**Exercise:**
Restate all of the data exactly.

**Exercise materials:**
========================

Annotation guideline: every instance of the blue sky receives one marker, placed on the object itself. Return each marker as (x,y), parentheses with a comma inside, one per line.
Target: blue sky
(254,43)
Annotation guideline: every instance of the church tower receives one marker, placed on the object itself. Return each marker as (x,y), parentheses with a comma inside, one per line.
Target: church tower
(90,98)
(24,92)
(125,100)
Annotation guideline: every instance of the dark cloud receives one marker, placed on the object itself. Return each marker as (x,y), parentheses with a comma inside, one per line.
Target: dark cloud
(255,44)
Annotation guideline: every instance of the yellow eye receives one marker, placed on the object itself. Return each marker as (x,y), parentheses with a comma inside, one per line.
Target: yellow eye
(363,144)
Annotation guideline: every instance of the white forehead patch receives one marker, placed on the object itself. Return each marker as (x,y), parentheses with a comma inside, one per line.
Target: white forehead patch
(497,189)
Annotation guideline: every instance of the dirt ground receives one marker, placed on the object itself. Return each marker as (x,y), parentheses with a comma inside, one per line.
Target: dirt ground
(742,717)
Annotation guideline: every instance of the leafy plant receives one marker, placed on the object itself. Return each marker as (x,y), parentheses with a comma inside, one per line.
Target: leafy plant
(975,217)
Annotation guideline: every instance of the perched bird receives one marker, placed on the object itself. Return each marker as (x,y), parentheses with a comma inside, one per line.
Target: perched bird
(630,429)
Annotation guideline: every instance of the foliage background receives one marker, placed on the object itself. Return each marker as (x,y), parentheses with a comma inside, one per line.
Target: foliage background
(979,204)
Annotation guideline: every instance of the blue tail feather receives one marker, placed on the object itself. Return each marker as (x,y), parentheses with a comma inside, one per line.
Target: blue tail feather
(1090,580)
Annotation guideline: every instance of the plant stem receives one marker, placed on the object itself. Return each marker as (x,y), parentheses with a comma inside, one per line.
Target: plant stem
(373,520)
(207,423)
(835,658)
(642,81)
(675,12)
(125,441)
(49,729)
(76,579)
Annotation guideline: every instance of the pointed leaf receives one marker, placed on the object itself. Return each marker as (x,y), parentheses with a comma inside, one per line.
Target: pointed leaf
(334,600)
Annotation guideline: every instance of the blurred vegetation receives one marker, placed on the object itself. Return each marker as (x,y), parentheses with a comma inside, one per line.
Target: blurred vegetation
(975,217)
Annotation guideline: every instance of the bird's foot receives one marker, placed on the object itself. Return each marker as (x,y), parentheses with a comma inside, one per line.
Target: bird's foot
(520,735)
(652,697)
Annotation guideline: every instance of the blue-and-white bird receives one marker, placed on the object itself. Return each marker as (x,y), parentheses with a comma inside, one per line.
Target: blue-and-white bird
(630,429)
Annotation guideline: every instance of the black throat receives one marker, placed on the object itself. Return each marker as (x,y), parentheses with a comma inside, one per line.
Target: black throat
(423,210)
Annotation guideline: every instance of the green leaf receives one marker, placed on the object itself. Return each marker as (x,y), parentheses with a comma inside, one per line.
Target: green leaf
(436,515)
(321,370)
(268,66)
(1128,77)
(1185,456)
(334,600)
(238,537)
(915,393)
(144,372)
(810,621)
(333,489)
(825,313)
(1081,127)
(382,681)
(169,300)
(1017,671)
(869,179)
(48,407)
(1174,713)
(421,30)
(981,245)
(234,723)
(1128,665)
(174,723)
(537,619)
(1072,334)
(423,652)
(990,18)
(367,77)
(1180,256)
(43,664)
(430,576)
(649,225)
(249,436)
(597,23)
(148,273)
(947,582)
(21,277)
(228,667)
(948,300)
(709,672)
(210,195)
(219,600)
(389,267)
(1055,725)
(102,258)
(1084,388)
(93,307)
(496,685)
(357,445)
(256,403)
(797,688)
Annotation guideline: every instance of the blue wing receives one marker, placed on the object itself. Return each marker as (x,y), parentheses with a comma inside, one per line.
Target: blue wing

========================

**Result of the exercise:**
Annotation guideline: every instance of the blue sky receives one marker, placed on the object itself. Return each marker as (x,y), parentheses with a comma inside, one per line.
Target: blue sky
(254,43)
Annotation guideline: every instance of the church tower receives one marker, placed on the object itself. Return each marker as (x,y), parentheses with a comma inside, one per line.
Target: church tower
(90,98)
(24,92)
(125,100)
Annotation guideline: every instance of the dark cloud receives one marker, placed on the object itself. Return each marker as (x,y), parentheses with a comma inside, one per line.
Target: dark cloud
(255,44)
Annotation guideline: every instance of the yellow eye receives one marker, placed on the object itself. Return each marker as (x,y), parentheses with a comma inside, one per line.
Target: yellow eye
(363,144)
Annotation guideline: every instance of the white forehead patch receives one marker, placed on the object itself. Return each marker as (x,y), parentheses with a comma inside, one per line.
Target: white forehead patch
(497,189)
Annotation guideline: every instance of the dirt ground receives one marker, placed on the object itself. Return each marker as (x,y), parentheses with a comma inside, one per line.
Target: dirt ground
(742,717)
Annotation guideline: every instance of the leafy plant receives one marker, placed on the object itself. Return each marker as (x,y), parentheses with a comma inside, one per line.
Target: leafy plant
(975,217)
Annotation guideline: every instance of the perched bird receives one marker, placed on the object itself. Return each marker as (x,y), parentheses with a comma inside, one per line.
Target: perched bird
(630,429)
Annotation guideline: every instance of the foliage background receives one marker, placed on the object itself. Return each marker as (x,y), parentheses with a comma inside, one per line.
Target: foliage background
(979,204)
Annotation guideline: every instance of the blue tail feather receives one marker, placed on the object itself. Return each marker as (x,y), parentheses with a comma inside, one per line.
Target: blue tail feather
(1090,580)
Annotation guideline: every instance of the plant stem receives one marker, placed on the object itself. Return each marker as (x,y), parentheses with a comma inside, one per line.
Target: plant stem
(373,520)
(207,423)
(835,658)
(642,81)
(675,12)
(125,441)
(49,729)
(76,579)
Annotation guideline: every instance of the pointed leaf receives one marker, placed on the object itself. Return each marker as (x,y), parentheses with a comma inside, one per line.
Target: pointed leaf
(334,600)
Annotation guideline: every instance of the blurred vegetation receives one marker, placed on the object itself. Return each marker as (x,y), parentheses with a comma inside, one per line.
Target: blurred vegetation
(975,217)
Annotation guideline: every instance of the bird's foot receives one marker, placed on the object itself. Return each marker as (x,y), parentheses with a comma inside, one per line.
Target: bird's foot
(520,735)
(652,697)
Annotation guideline: every instance of the blue-and-white bird receives one marker, placed on the object itself. Return each marker as (x,y), parentheses with a comma inside, one per line.
Target: blue-and-white bird
(630,429)
Annotation guideline: every instance of the black throat receives one marker, placed on the object itself. Return each marker as (x,y), parentheses with a comma inside, one per line.
Target: black throat
(423,210)
Annotation guideline: every instance of the green leaf receives one marker, placed on the object itself. Return each marker as (x,y), parentheses with a comma inside, one per line.
Target: green leaf
(436,515)
(321,370)
(268,66)
(1128,77)
(1185,456)
(334,600)
(238,537)
(915,393)
(144,372)
(810,621)
(333,489)
(825,313)
(1081,127)
(382,681)
(169,300)
(1017,671)
(869,179)
(48,407)
(1174,713)
(421,30)
(981,245)
(234,723)
(1128,665)
(174,723)
(537,619)
(1072,334)
(423,652)
(990,18)
(367,77)
(1180,256)
(43,664)
(430,576)
(649,225)
(249,436)
(597,23)
(148,273)
(947,582)
(21,277)
(228,667)
(948,300)
(709,672)
(210,195)
(219,600)
(389,267)
(1055,725)
(102,258)
(1084,388)
(93,307)
(496,685)
(357,445)
(256,403)
(797,688)
Annotation guideline: every instance of the blue wing receives one marker, placed on the object itself. Return each marker as (x,y), parentheses with a comma inside, one per line.
Target: blue wing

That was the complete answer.